Repeat every line of the material that follows, word for word.

> Data provided:

^^^^^^^^^^^^^^^^

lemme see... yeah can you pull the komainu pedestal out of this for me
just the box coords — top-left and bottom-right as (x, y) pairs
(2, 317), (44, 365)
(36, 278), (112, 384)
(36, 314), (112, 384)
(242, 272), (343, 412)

^^^^^^^^^^^^^^^^

> Answer box:
lemme see... yeah can you pull the komainu pedestal out of this for me
just the box coords — top-left and bottom-right as (x, y) pairs
(2, 317), (44, 365)
(36, 278), (112, 384)
(36, 314), (112, 384)
(242, 272), (343, 412)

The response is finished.